REQUEST: Reproduce the data below, substituting "a single point for each instance" for every occurrence of "one point per instance" and changing nothing else.

INFORMATION SHOWN:
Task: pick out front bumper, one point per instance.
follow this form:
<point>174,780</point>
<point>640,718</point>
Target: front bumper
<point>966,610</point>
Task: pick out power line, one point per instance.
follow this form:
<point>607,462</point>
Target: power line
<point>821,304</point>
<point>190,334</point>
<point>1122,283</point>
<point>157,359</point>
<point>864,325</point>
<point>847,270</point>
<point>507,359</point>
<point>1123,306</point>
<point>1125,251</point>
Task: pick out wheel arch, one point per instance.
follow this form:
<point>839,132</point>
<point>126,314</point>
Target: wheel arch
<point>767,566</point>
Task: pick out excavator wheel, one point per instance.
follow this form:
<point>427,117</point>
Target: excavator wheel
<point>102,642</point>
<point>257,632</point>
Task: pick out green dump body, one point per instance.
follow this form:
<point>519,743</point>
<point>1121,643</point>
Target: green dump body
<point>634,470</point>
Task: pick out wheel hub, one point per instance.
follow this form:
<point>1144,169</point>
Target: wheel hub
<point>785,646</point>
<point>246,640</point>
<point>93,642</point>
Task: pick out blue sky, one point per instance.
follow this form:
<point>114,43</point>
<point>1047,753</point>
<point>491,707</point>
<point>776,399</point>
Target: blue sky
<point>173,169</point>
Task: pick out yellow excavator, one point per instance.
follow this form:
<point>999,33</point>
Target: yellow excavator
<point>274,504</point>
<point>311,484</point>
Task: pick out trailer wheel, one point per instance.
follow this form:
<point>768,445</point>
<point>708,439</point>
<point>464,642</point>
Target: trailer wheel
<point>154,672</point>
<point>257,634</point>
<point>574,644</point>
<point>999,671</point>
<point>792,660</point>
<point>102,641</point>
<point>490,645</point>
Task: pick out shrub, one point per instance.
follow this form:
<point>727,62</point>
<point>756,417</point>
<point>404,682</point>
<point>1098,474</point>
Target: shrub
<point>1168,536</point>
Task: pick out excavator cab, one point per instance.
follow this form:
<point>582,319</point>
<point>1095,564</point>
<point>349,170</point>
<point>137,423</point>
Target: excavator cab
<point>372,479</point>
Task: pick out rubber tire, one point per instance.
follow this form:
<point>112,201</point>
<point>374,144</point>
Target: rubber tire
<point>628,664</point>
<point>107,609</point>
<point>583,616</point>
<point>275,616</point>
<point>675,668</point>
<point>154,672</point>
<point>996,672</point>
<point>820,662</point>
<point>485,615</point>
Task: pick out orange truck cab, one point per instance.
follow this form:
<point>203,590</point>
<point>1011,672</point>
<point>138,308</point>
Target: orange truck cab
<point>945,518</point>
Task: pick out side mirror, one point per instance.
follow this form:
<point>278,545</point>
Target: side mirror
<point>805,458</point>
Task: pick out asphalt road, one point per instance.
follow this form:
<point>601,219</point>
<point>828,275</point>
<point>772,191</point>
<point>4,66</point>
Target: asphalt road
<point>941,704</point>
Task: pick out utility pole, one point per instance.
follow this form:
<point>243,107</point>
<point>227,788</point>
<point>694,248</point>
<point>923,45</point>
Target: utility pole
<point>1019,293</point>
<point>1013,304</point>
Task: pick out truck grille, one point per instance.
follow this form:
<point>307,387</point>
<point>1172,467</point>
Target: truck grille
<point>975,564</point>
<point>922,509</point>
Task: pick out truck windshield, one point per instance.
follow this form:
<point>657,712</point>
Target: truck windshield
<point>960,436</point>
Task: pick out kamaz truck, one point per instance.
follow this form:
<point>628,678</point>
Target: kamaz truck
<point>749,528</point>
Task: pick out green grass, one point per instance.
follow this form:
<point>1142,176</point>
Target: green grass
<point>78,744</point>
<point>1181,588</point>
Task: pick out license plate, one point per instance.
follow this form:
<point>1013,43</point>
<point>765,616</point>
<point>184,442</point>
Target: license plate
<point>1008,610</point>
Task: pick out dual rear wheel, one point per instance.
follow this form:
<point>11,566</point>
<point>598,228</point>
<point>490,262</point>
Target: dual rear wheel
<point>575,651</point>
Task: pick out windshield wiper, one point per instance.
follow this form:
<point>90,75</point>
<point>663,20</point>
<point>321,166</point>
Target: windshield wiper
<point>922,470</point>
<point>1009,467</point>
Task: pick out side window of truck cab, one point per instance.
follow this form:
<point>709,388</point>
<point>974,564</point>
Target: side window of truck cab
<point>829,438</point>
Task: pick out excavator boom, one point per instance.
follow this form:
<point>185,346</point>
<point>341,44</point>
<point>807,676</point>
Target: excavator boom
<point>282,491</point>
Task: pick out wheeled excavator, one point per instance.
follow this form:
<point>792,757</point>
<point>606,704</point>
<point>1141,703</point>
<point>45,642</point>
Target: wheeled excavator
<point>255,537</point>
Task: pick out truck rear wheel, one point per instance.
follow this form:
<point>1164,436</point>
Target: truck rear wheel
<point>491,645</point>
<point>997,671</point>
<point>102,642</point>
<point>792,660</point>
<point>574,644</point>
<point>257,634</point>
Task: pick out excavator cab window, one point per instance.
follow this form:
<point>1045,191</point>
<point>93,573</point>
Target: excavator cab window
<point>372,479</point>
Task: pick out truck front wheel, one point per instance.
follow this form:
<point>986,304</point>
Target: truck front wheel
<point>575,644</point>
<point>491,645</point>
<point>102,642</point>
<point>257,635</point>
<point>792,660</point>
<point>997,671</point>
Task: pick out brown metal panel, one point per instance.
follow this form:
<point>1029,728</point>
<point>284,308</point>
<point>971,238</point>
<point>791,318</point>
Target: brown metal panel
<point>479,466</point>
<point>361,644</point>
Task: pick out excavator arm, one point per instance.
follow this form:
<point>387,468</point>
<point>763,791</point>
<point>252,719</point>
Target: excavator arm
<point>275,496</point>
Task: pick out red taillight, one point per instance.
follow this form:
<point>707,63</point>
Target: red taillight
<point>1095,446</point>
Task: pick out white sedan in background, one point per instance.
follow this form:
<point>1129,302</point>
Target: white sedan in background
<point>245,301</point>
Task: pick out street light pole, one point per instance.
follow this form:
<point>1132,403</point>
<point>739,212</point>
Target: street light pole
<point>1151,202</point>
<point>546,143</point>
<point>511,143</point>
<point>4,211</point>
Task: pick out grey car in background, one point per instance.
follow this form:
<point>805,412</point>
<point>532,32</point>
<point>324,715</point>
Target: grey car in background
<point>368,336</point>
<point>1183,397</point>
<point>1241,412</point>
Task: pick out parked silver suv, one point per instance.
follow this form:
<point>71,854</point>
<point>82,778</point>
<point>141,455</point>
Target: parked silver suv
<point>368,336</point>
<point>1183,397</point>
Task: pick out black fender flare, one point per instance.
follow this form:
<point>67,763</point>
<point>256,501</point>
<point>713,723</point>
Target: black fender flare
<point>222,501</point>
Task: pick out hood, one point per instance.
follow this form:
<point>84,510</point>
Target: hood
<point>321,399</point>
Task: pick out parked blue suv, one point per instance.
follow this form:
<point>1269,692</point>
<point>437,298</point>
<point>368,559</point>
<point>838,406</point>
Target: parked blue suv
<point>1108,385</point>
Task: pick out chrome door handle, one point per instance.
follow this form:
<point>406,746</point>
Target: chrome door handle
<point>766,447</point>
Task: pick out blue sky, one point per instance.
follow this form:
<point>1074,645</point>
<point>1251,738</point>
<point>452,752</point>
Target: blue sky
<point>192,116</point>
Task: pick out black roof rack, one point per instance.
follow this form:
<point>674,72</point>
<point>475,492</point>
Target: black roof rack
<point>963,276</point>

WRITTEN ANSWER:
Task: pick out front bumper, a single point for each instance.
follow this form:
<point>174,780</point>
<point>640,718</point>
Target: front bumper
<point>966,610</point>
Task: pick out power line, a single point for each instance.
follow this form:
<point>607,462</point>
Target: power line
<point>821,304</point>
<point>190,334</point>
<point>1122,283</point>
<point>157,359</point>
<point>864,325</point>
<point>847,270</point>
<point>507,359</point>
<point>1123,306</point>
<point>1125,251</point>
Task: pick out wheel arch, a single point for each instance.
follow this form:
<point>839,132</point>
<point>126,314</point>
Target: wheel arch
<point>767,566</point>
Task: pick out excavator wheel, a single point for each instance.
follow this form:
<point>427,117</point>
Target: excavator wheel
<point>102,642</point>
<point>257,632</point>
Task: pick out green dump body, a single point for each instance.
follow this form:
<point>519,743</point>
<point>1121,643</point>
Target: green dump body
<point>634,470</point>
Task: pick out wheel hub, a single point for each instance.
follow this form:
<point>1144,169</point>
Target: wheel hub
<point>785,646</point>
<point>246,640</point>
<point>93,642</point>
Task: pick out blue sky, a single point for each instance.
follow this form:
<point>114,43</point>
<point>1047,753</point>
<point>491,707</point>
<point>776,399</point>
Target: blue sky
<point>173,169</point>
Task: pick out yellow excavator, a single point for each instance.
follow this form:
<point>999,33</point>
Target: yellow excavator
<point>274,504</point>
<point>311,484</point>
Task: pick out trailer wheel, a single point for each instance.
follow this form:
<point>768,445</point>
<point>708,439</point>
<point>464,642</point>
Target: trailer wheel
<point>154,672</point>
<point>257,634</point>
<point>574,644</point>
<point>999,671</point>
<point>792,660</point>
<point>102,641</point>
<point>490,645</point>
Task: pick out shrub, a single point for each instance.
follow this form:
<point>727,62</point>
<point>756,417</point>
<point>404,682</point>
<point>1098,474</point>
Target: shrub
<point>1168,536</point>
Task: pick out excavator cab, a single point for each instance.
follow this form:
<point>582,319</point>
<point>1095,564</point>
<point>349,170</point>
<point>137,423</point>
Target: excavator cab
<point>372,479</point>
Task: pick out rubber tire, a single point for each instance.
follow this form:
<point>112,201</point>
<point>374,144</point>
Target: rubber tire
<point>628,664</point>
<point>107,609</point>
<point>583,616</point>
<point>275,616</point>
<point>675,668</point>
<point>154,672</point>
<point>996,672</point>
<point>820,662</point>
<point>485,615</point>
Task: pick out orange truck cab, a single point for each instance.
follow this form:
<point>203,590</point>
<point>1011,672</point>
<point>138,308</point>
Target: orange truck cab
<point>945,518</point>
Task: pick out side mirror, a single point for each instance.
follow this form:
<point>278,545</point>
Target: side mirror
<point>805,458</point>
Task: pick out asphalt road, a single point for each instance.
follow this form:
<point>601,219</point>
<point>828,275</point>
<point>772,191</point>
<point>4,66</point>
Target: asphalt road
<point>941,704</point>
Task: pick out utility pole, a single point for each instance.
follow this form:
<point>243,107</point>
<point>227,788</point>
<point>694,248</point>
<point>923,45</point>
Target: utility pole
<point>1019,293</point>
<point>1013,304</point>
Task: pick out truck grille, a single point for each instance.
follow this form:
<point>307,387</point>
<point>1172,467</point>
Target: truck grille
<point>975,564</point>
<point>922,509</point>
Task: pick out truck windshield, a single point for each instance.
follow this form:
<point>657,712</point>
Target: truck windshield
<point>960,436</point>
Task: pick out kamaz truck, a single point for each instance.
follow this form:
<point>628,678</point>
Target: kamaz truck
<point>749,528</point>
Task: pick out green grass, a single point for each instance.
follow this form:
<point>1142,176</point>
Target: green grass
<point>78,744</point>
<point>1181,588</point>
Task: pick out license plate, a single point for each instance.
follow this form:
<point>1013,43</point>
<point>765,616</point>
<point>184,442</point>
Target: license plate
<point>1008,610</point>
Task: pick out dual rear wheel, a single point for each instance.
follow this form:
<point>11,566</point>
<point>598,228</point>
<point>490,262</point>
Target: dual rear wheel
<point>575,651</point>
Task: pick out windshield wiper, a single point for each instance.
follow this form:
<point>90,75</point>
<point>663,20</point>
<point>321,166</point>
Target: windshield wiper
<point>922,470</point>
<point>1009,467</point>
Task: pick out side window of truck cab, a single point for each instance.
follow this form:
<point>709,388</point>
<point>974,564</point>
Target: side window of truck cab
<point>829,438</point>
Task: pick out excavator boom, a single point for each instance.
follow this form:
<point>185,346</point>
<point>341,44</point>
<point>807,676</point>
Target: excavator boom
<point>282,491</point>
Task: pick out wheeled excavator, a single point for each instance.
follow this form:
<point>792,757</point>
<point>606,704</point>
<point>1141,703</point>
<point>45,642</point>
Target: wheeled excavator
<point>255,537</point>
Task: pick out truck rear wheel, a single point for each instance.
follow this form:
<point>1164,436</point>
Target: truck rear wheel
<point>491,645</point>
<point>997,671</point>
<point>102,642</point>
<point>792,660</point>
<point>574,644</point>
<point>257,634</point>
Task: pick out excavator cab window, a single point for each instance.
follow this form:
<point>1045,191</point>
<point>93,573</point>
Target: excavator cab window
<point>372,479</point>
Task: pick out truck front wheel, a single point for each instance.
follow this form:
<point>986,304</point>
Target: truck front wheel
<point>575,644</point>
<point>491,645</point>
<point>102,642</point>
<point>257,635</point>
<point>792,660</point>
<point>997,671</point>
Task: pick out brown metal panel, a single point for each instance.
follow this form:
<point>1029,728</point>
<point>284,308</point>
<point>971,238</point>
<point>791,318</point>
Target: brown metal panel
<point>479,466</point>
<point>361,644</point>
Task: pick out excavator arm, a single point for each instance.
follow this form:
<point>387,468</point>
<point>763,791</point>
<point>252,719</point>
Target: excavator arm
<point>275,496</point>
Task: pick out red taillight, a single point for each instance.
follow this form:
<point>707,63</point>
Target: red taillight
<point>1095,446</point>
Task: pick out white sedan in background, a single point for each instance.
follow this form:
<point>1129,302</point>
Target: white sedan in background
<point>245,301</point>
Task: pick out street light pole, a single point for each instance.
follow this form:
<point>1132,403</point>
<point>739,212</point>
Target: street light pole
<point>1151,202</point>
<point>546,143</point>
<point>511,143</point>
<point>4,211</point>
Task: pick out grey car in background, a single point for each instance.
follow this form:
<point>805,412</point>
<point>532,32</point>
<point>324,715</point>
Target: grey car in background
<point>368,336</point>
<point>1183,397</point>
<point>1241,412</point>
Task: pick out parked silver suv, a single point for each instance.
follow this form:
<point>71,854</point>
<point>82,778</point>
<point>141,455</point>
Target: parked silver suv
<point>368,336</point>
<point>1183,397</point>
Task: pick out black fender flare, a single point for each instance.
follow this form:
<point>67,763</point>
<point>256,501</point>
<point>713,723</point>
Target: black fender flare
<point>222,501</point>
Task: pick out hood, a single point for each instance.
follow this form:
<point>84,510</point>
Target: hood
<point>321,399</point>
Task: pick out parked blue suv, a single point for each instance.
follow this form:
<point>1269,692</point>
<point>437,298</point>
<point>368,559</point>
<point>838,406</point>
Target: parked blue suv
<point>1108,385</point>
Task: pick out chrome door handle, a single point for each instance.
follow this form:
<point>406,746</point>
Target: chrome door handle
<point>766,447</point>
Task: pick out blue sky, a single point for each instance.
follow this form:
<point>1074,645</point>
<point>1251,738</point>
<point>452,752</point>
Target: blue sky
<point>192,116</point>
Task: pick out black roof rack, a single point for each instance.
follow this form:
<point>674,72</point>
<point>475,492</point>
Target: black roof rack
<point>963,276</point>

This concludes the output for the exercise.